EXERCISE INPUT
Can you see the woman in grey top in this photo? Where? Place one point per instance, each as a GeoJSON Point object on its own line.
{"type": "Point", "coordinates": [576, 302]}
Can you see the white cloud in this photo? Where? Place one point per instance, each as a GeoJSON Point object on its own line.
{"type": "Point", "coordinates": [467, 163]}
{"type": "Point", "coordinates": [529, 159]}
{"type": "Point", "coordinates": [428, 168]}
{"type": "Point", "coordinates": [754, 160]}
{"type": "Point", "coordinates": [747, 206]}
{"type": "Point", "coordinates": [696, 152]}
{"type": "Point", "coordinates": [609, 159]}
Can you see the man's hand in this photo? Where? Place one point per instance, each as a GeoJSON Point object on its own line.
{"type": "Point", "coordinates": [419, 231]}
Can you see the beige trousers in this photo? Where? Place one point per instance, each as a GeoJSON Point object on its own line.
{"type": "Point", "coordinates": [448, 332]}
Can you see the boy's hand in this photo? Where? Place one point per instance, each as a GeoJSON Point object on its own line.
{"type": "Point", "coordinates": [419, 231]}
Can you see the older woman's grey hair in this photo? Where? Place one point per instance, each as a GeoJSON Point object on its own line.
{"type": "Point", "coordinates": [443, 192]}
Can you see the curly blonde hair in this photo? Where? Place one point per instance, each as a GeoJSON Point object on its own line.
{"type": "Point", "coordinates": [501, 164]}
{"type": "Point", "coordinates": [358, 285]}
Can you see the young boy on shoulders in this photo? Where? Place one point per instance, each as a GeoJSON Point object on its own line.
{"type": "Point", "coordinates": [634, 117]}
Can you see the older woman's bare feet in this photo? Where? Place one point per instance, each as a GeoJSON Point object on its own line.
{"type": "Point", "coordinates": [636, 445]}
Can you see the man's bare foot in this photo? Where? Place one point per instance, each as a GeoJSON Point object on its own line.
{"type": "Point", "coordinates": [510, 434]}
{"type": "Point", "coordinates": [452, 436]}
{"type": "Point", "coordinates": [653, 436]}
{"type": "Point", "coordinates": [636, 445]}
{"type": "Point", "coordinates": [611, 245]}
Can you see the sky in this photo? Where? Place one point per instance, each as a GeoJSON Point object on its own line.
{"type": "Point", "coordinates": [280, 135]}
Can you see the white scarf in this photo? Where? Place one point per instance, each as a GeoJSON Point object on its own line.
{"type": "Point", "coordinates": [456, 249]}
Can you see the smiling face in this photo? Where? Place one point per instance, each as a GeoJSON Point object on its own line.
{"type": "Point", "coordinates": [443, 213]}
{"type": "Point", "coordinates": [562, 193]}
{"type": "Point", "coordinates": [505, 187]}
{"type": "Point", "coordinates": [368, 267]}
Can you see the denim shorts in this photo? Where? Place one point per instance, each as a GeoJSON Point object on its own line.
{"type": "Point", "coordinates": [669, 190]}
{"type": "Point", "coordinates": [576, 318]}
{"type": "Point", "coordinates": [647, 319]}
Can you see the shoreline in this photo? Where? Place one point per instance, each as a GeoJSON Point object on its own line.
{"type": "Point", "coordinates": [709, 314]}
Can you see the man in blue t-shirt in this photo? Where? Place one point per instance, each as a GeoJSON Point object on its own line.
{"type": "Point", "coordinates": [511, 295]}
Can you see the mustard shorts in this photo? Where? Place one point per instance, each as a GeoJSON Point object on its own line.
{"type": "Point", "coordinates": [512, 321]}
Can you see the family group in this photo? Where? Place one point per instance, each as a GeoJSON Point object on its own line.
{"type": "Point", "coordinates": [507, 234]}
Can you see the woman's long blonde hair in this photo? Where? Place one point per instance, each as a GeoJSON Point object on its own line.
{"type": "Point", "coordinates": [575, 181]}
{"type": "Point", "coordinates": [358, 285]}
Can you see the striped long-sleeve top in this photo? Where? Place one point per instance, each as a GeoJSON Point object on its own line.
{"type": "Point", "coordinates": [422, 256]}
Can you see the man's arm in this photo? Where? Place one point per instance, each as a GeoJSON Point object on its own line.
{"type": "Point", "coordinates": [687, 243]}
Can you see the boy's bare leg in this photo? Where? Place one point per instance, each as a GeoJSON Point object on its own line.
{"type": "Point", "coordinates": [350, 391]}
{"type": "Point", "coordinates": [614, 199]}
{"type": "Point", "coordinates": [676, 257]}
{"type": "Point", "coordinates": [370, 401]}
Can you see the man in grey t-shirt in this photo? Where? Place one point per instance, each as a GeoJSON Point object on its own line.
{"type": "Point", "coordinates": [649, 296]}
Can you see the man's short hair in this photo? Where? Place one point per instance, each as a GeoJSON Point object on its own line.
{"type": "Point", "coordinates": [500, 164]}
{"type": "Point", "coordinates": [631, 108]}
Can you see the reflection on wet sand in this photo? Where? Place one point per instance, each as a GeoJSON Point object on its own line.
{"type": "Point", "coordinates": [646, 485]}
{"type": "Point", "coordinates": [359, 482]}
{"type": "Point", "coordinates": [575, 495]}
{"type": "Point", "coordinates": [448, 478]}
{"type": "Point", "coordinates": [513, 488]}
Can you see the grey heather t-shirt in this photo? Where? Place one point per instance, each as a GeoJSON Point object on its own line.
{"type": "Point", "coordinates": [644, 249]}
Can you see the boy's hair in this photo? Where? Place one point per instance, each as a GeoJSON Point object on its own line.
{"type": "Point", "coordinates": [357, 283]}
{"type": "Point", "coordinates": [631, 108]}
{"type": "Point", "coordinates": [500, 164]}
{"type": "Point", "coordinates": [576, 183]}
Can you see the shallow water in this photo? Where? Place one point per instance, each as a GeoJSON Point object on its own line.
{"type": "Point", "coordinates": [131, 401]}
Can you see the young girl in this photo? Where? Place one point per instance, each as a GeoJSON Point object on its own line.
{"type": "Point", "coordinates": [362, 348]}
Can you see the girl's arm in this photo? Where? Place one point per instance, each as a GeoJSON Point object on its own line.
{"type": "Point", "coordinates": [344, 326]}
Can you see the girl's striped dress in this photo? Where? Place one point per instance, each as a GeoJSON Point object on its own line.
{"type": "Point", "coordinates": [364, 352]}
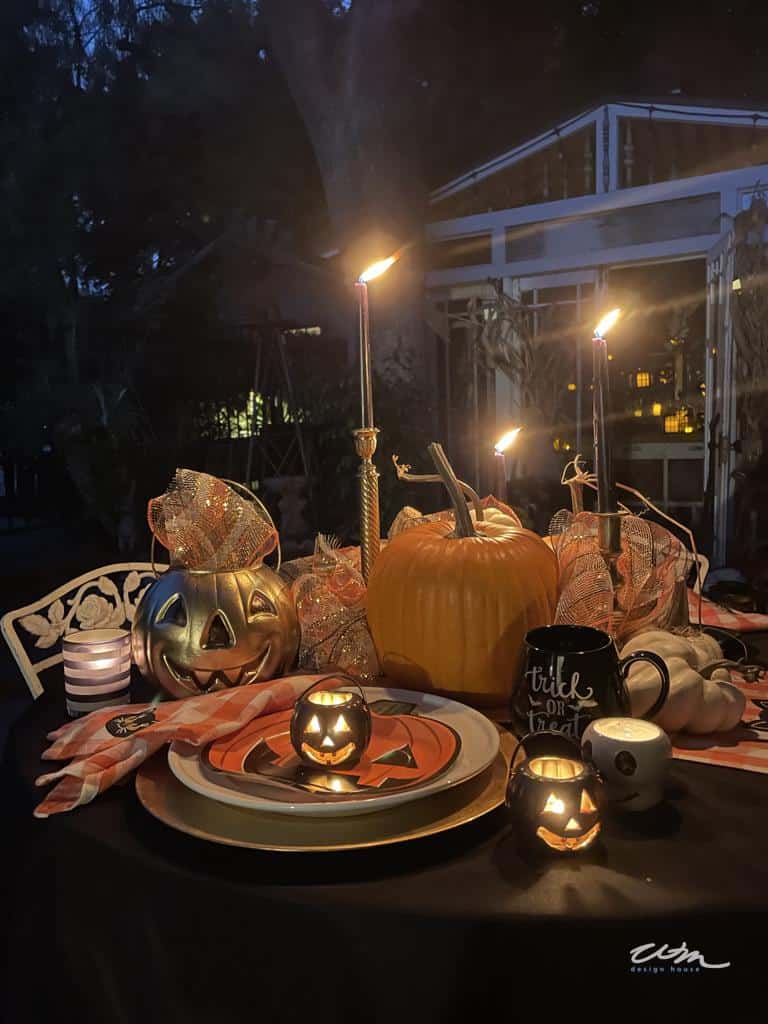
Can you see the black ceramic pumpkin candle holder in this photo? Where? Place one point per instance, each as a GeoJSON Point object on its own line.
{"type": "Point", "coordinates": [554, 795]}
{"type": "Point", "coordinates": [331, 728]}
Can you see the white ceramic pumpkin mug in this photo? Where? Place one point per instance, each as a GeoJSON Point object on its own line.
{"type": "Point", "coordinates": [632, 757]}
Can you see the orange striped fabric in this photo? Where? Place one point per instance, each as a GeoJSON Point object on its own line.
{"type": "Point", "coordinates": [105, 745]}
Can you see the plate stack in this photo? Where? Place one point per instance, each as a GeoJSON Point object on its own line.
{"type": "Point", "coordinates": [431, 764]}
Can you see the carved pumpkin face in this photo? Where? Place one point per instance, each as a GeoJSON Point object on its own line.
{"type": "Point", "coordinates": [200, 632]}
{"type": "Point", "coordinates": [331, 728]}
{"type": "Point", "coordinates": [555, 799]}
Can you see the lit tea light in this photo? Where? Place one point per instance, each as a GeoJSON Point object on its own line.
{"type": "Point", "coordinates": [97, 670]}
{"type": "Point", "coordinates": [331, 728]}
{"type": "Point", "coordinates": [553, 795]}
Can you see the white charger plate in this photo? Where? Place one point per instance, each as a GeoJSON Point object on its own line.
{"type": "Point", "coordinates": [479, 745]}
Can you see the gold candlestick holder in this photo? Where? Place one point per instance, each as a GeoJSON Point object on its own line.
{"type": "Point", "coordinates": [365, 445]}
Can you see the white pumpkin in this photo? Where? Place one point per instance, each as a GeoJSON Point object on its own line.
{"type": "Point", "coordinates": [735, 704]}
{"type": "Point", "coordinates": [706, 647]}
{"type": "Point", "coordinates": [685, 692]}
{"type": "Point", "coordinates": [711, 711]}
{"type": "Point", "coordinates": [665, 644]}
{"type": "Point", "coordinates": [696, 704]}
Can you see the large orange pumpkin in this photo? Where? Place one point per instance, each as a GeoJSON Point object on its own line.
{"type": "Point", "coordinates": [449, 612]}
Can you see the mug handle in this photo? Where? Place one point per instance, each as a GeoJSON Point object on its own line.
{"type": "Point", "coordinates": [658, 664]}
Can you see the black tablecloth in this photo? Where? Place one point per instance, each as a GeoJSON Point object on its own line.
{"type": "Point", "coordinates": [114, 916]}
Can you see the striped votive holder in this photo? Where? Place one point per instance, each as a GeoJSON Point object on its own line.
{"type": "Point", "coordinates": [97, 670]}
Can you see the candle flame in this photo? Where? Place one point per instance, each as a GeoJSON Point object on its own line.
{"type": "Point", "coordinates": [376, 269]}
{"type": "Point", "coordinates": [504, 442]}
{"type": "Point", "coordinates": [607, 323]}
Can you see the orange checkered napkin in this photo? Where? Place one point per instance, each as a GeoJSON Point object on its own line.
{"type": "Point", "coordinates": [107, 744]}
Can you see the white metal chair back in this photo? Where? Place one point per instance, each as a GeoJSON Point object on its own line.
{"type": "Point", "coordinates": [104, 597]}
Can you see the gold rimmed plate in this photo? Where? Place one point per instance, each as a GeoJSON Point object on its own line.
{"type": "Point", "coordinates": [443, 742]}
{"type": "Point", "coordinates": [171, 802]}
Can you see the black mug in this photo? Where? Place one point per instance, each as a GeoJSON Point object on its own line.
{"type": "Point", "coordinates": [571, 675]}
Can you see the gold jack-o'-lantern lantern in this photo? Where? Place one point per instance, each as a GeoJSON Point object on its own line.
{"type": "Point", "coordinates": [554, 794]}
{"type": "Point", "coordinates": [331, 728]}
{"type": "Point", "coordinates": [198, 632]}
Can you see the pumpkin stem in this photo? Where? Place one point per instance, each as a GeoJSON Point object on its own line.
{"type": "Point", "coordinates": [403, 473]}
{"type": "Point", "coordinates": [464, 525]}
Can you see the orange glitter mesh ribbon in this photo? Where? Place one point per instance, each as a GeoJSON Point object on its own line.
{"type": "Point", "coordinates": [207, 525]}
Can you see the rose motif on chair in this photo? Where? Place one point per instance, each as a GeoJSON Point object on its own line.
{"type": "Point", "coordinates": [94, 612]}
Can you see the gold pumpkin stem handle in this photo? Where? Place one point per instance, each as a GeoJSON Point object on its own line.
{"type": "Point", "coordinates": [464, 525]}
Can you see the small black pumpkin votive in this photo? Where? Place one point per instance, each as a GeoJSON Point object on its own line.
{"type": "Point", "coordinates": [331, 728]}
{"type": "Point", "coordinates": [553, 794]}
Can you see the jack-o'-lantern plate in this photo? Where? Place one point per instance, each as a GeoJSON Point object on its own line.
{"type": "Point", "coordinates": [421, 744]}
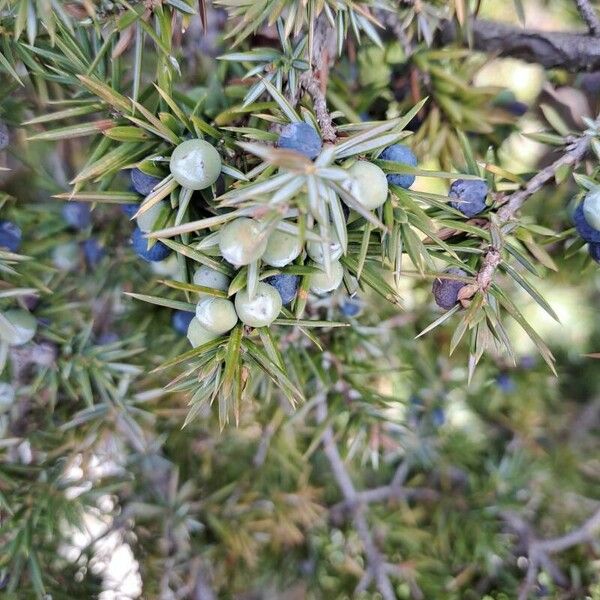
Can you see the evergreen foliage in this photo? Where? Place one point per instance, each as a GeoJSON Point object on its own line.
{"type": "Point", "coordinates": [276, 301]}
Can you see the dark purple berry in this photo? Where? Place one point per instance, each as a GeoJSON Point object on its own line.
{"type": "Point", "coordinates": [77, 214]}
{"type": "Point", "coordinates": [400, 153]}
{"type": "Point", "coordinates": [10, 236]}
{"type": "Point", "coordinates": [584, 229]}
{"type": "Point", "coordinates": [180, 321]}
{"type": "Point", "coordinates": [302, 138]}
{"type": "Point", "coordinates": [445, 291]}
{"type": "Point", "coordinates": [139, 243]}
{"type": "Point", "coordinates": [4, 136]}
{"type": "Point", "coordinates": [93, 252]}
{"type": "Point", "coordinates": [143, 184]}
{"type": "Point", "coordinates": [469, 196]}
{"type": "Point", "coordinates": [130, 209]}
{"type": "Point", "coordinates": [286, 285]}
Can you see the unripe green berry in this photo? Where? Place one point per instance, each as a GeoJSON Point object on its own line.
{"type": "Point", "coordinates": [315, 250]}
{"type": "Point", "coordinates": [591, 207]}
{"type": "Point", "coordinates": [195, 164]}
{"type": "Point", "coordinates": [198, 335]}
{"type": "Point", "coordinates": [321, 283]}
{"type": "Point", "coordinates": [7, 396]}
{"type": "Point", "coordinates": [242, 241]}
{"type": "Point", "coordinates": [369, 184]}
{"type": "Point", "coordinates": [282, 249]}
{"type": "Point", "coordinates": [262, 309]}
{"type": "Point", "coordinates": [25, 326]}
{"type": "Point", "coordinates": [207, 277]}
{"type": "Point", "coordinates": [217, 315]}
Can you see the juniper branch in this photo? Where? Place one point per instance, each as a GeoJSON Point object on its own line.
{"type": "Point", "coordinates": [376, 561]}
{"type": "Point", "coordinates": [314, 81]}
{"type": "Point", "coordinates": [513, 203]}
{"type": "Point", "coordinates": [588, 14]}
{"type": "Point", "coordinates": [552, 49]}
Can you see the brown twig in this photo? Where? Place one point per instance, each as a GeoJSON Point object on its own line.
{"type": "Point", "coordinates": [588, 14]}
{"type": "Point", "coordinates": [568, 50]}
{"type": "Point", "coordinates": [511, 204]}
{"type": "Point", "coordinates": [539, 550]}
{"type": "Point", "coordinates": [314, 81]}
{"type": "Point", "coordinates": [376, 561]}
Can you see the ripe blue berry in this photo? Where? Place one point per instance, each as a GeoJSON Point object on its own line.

AIM OF THE EXERCISE
Set down, exactly and in full, the lines from the one containing "Can you see the unripe" through the end of the entries; no other line belongs.

CORRECT OUTPUT
Can you see the unripe green berry in this photo? Where? Place one point per instance, each as a GeoJSON Point object on its own line.
{"type": "Point", "coordinates": [315, 250]}
{"type": "Point", "coordinates": [591, 207]}
{"type": "Point", "coordinates": [195, 164]}
{"type": "Point", "coordinates": [198, 335]}
{"type": "Point", "coordinates": [321, 283]}
{"type": "Point", "coordinates": [7, 396]}
{"type": "Point", "coordinates": [242, 241]}
{"type": "Point", "coordinates": [369, 184]}
{"type": "Point", "coordinates": [282, 249]}
{"type": "Point", "coordinates": [262, 309]}
{"type": "Point", "coordinates": [25, 326]}
{"type": "Point", "coordinates": [207, 277]}
{"type": "Point", "coordinates": [217, 315]}
Can you see the juniper branch in this photo? Where? Place one point per instance, each as a GeoJSON Point object on its own line.
{"type": "Point", "coordinates": [376, 561]}
{"type": "Point", "coordinates": [314, 81]}
{"type": "Point", "coordinates": [513, 203]}
{"type": "Point", "coordinates": [588, 14]}
{"type": "Point", "coordinates": [552, 49]}
Can you see the brown twig in this photo? Where? Place one point per instance, each as a GeoJSON Point object on its own line.
{"type": "Point", "coordinates": [588, 14]}
{"type": "Point", "coordinates": [568, 50]}
{"type": "Point", "coordinates": [511, 204]}
{"type": "Point", "coordinates": [539, 550]}
{"type": "Point", "coordinates": [314, 81]}
{"type": "Point", "coordinates": [376, 561]}
Can you see the ripe blue berry in this photo? Where? Place one point per instance, each as a GeoJSON Point object on its own line.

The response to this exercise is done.